Output exactly the lines between the line that contains "the baby's forehead." and the last line of the material, counting both.
## START Data lines
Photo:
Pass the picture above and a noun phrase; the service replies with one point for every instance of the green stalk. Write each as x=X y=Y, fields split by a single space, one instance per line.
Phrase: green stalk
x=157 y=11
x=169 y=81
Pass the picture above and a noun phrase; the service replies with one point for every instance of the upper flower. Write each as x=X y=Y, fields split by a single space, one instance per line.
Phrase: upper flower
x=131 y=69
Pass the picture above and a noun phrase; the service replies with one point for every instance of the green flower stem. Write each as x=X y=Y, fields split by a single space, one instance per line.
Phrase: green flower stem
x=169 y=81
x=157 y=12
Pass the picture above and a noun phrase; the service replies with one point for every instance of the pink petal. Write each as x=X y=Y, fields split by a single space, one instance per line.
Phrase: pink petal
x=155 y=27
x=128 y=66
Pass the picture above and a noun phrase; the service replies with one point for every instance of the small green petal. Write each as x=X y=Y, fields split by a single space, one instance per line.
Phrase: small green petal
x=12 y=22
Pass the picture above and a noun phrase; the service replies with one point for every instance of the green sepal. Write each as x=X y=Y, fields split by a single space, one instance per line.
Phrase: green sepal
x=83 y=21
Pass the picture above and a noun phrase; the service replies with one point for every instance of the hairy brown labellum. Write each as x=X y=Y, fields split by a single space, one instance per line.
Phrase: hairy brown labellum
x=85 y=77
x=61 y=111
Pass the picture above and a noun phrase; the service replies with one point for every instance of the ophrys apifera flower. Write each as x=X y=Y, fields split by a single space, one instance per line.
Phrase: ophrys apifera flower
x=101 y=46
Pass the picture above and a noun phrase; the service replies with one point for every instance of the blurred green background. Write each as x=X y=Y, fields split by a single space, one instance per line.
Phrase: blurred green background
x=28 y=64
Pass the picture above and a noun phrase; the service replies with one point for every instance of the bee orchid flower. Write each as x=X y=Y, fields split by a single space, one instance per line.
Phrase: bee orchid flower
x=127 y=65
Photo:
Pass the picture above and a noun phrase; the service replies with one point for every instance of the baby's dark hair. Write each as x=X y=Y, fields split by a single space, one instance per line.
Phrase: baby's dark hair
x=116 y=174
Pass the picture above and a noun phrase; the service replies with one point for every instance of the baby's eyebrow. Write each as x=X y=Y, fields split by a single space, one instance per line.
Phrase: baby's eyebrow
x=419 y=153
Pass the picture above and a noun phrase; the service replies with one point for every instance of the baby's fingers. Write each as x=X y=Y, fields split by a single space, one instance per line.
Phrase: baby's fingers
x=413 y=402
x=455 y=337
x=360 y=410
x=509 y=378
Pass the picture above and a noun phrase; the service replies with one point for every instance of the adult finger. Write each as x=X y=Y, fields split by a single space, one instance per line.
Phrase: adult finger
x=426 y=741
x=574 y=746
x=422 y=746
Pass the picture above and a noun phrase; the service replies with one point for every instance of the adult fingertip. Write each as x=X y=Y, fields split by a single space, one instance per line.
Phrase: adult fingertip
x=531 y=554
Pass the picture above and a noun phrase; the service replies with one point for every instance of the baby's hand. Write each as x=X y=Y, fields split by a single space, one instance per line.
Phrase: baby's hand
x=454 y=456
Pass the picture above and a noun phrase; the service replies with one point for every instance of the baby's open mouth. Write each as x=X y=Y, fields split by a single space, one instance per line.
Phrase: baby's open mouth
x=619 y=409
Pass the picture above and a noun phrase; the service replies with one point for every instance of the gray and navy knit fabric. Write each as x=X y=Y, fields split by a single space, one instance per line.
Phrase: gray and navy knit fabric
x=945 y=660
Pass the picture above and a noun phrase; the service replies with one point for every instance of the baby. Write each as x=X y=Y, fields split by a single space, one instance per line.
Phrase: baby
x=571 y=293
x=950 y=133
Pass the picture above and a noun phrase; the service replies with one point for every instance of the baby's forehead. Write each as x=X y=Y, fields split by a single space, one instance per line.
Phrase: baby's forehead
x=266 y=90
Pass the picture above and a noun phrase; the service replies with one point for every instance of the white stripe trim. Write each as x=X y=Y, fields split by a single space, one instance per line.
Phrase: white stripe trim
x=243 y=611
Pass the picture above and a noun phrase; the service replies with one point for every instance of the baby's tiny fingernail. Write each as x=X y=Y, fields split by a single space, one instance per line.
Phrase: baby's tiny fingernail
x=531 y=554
## END Data lines
◆ Problem solution ◆
Pass the picture above and a noun phrase; the service replies with one point for every instance of the baby's forehead. Write each as x=X y=Y, fields split by a single space, one instance per line.
Phrase: baby's forehead
x=266 y=90
Pass the picture above and a noun phrase; the service replies with one point for every instance of the white stripe trim. Write each as x=X y=Y, fields split by a single space, one instance per line.
Phrase: white stripe trim
x=243 y=611
Pass the picture above and a noun phrase; the service replies with one point for every instance of the baby's tiny fingernail. Write each as x=X y=Y, fields split by a single space, one instance per line.
Phrase: baby's tiny fingernail
x=531 y=554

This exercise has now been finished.